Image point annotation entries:
· · · · · · ·

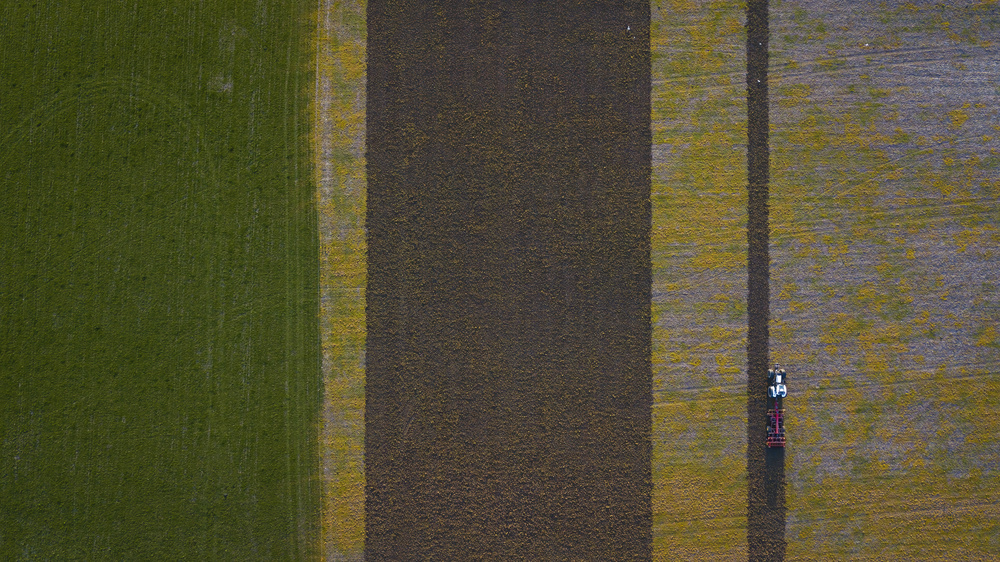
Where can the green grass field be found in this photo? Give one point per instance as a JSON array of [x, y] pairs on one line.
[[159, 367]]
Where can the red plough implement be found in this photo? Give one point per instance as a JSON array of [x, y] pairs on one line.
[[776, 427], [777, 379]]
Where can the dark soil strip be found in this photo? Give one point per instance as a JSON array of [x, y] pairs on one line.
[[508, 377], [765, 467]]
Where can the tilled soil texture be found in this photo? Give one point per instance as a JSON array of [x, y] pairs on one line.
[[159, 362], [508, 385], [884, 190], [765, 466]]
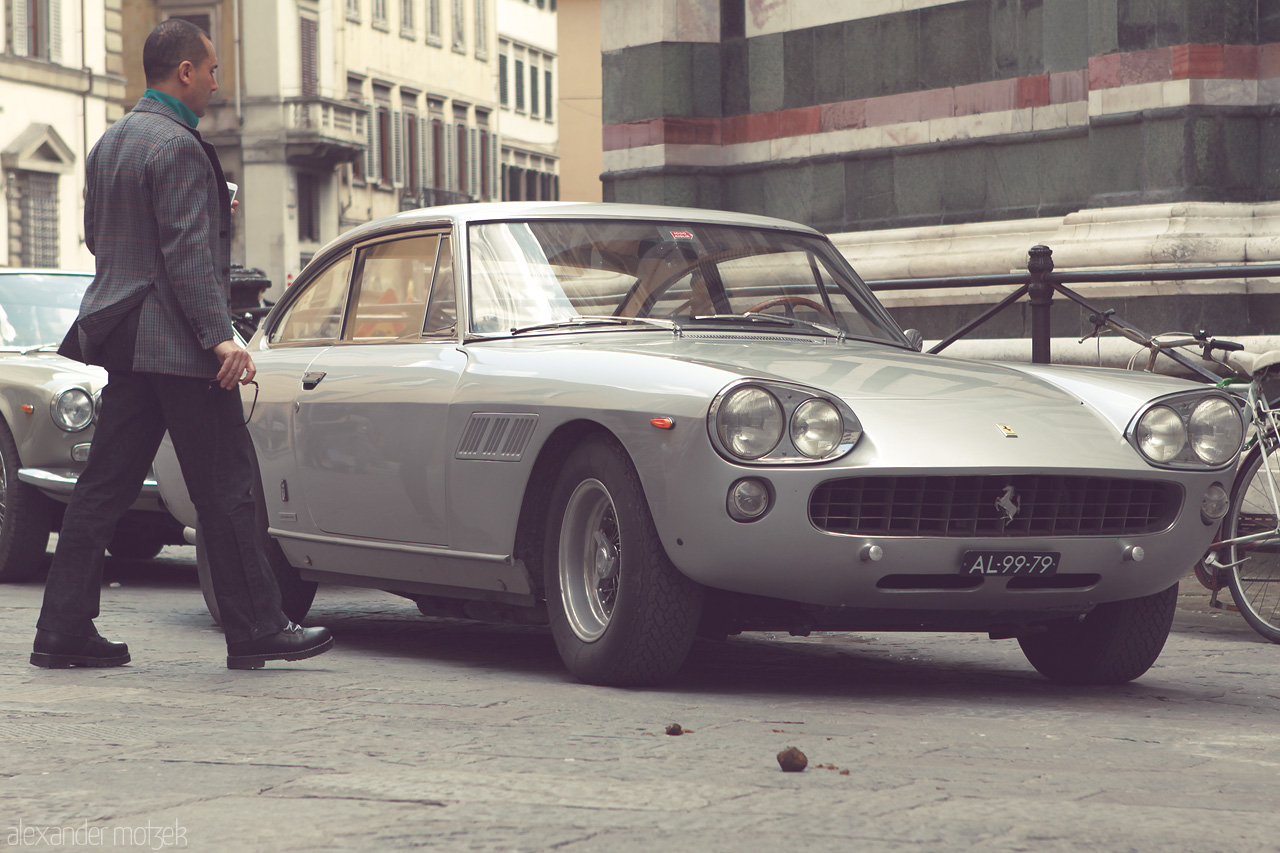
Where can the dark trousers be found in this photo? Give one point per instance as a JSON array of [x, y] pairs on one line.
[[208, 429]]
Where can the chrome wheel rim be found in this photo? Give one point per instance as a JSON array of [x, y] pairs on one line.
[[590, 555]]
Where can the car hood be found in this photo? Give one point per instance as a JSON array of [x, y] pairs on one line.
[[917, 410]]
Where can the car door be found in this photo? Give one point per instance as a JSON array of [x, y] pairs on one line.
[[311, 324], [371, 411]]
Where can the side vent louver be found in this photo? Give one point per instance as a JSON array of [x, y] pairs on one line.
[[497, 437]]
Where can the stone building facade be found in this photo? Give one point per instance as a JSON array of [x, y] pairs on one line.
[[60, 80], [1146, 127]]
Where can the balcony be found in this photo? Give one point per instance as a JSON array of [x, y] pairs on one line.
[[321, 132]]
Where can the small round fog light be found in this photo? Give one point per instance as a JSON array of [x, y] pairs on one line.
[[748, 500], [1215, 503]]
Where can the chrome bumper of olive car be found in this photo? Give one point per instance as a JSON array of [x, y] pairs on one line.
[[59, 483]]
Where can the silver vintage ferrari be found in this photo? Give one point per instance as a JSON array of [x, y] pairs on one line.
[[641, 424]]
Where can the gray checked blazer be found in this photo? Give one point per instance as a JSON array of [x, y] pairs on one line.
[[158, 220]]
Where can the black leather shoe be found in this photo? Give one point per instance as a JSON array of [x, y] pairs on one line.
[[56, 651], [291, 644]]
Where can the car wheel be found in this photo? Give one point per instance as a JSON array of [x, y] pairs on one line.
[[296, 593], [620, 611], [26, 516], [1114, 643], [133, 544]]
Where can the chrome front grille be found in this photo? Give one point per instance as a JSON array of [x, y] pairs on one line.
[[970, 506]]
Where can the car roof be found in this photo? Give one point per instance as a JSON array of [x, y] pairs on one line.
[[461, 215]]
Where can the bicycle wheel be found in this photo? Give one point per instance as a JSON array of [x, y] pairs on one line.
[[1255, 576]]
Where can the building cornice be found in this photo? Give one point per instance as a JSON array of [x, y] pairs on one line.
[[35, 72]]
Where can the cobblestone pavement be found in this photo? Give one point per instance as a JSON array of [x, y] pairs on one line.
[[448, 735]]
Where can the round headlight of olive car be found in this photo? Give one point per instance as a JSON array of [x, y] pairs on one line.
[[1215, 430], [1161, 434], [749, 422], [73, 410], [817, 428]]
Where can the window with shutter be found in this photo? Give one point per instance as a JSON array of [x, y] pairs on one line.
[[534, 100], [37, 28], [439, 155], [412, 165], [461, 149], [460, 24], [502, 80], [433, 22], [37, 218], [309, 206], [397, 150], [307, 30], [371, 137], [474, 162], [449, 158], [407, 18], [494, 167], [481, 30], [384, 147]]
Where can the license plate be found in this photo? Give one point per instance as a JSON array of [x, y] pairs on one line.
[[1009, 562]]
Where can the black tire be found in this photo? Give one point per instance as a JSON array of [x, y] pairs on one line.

· · · · · · ·

* [EXERCISE TASK]:
Substitute "green car" for "olive car" in the listing, starting with the line with "Where can the balcony" and going on through the line with "[[641, 424]]". Give back only those lines, with everything else in them unchanged.

* [WRITTEN SOLUTION]:
Where can the balcony be found in this photo? Give one point per instance as a JSON array of [x, y] pairs on one line.
[[321, 132]]
Where can the small round fog light be found in this photo? Give one point per instance as a JSON array of [x, y] pairs on one line.
[[748, 500], [1215, 503]]
Where can the chrome bumper of green car be found in this photo? Give one point per instance as a JSON array of [x, y] pairs on one line.
[[59, 483]]
Where can the silver vintage ferrari be found in this photo? Give one point per instance as a JSON array of [x, y] pairs on one line.
[[641, 424]]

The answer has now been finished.